Referring expression data:
════════════════════

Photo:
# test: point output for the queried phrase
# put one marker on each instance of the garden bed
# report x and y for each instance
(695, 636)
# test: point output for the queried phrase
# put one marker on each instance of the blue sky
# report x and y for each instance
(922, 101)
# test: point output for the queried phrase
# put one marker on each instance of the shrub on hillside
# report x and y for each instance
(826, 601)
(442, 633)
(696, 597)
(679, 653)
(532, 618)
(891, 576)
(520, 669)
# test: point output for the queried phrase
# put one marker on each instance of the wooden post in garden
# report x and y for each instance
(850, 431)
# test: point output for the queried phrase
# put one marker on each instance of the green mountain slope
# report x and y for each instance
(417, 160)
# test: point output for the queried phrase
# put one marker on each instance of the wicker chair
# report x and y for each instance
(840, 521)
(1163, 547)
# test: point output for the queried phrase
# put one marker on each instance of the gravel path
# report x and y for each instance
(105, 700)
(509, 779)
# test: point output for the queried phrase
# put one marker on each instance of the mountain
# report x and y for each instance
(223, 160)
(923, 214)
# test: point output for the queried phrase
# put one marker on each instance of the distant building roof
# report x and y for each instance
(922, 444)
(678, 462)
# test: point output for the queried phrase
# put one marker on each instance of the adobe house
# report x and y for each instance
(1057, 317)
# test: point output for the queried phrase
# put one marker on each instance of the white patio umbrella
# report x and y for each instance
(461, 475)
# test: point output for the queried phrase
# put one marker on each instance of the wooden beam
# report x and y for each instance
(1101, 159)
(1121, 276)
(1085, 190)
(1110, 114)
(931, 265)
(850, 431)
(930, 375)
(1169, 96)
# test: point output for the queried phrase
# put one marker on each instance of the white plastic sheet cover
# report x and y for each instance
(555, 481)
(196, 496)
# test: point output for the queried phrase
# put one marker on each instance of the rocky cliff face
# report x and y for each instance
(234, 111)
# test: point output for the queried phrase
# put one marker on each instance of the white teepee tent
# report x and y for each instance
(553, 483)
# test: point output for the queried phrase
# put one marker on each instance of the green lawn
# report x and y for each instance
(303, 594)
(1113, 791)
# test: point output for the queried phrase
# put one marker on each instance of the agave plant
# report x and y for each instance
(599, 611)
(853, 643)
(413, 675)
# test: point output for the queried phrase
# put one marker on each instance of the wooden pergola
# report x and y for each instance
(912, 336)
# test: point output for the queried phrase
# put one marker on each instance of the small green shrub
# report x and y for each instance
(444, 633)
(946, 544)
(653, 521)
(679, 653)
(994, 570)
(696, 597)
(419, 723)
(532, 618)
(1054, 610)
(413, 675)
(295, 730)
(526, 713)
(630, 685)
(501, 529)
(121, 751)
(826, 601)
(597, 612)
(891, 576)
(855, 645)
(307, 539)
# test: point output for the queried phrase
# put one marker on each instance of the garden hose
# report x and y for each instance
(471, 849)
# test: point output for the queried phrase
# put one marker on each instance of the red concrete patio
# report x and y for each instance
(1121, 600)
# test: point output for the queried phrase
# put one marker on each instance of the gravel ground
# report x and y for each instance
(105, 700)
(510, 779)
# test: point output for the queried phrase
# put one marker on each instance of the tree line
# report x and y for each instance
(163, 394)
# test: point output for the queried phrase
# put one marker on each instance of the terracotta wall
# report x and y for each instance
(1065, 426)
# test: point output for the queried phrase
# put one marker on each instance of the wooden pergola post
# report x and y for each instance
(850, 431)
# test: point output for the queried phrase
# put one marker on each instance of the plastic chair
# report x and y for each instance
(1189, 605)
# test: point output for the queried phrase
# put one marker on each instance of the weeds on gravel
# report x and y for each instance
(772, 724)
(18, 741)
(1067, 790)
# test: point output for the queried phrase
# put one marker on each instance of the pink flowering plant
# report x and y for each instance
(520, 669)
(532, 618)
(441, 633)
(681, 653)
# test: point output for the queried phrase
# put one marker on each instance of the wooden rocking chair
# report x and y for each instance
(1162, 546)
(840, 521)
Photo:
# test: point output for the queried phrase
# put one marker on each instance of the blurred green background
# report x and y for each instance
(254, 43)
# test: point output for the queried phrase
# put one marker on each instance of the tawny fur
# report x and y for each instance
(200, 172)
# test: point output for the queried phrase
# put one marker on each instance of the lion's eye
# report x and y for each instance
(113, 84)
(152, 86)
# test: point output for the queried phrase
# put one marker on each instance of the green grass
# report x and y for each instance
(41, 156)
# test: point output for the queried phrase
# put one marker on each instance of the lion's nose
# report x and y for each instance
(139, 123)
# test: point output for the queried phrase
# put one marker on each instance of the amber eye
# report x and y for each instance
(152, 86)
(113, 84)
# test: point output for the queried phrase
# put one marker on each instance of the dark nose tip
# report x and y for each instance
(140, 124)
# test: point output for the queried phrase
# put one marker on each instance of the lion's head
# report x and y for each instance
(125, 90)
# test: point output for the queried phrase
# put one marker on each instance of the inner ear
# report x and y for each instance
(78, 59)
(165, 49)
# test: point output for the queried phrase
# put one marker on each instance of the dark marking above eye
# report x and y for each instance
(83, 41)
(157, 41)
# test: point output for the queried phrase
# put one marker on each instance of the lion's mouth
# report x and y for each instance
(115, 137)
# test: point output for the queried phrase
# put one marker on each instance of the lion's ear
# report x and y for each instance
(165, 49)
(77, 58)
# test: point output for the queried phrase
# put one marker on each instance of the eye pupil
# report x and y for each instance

════════════════════

| What the task asks |
Each line in the entries above that includes the string "lion" should be extracted.

| Completed exercise |
# put one marker on each instance of the lion's eye
# put one marker on each instance of the lion's nose
# put one marker on each instance of the lion's head
# put one marker on each instance of the lion's mouth
# put one marker on each instance of the lion's ear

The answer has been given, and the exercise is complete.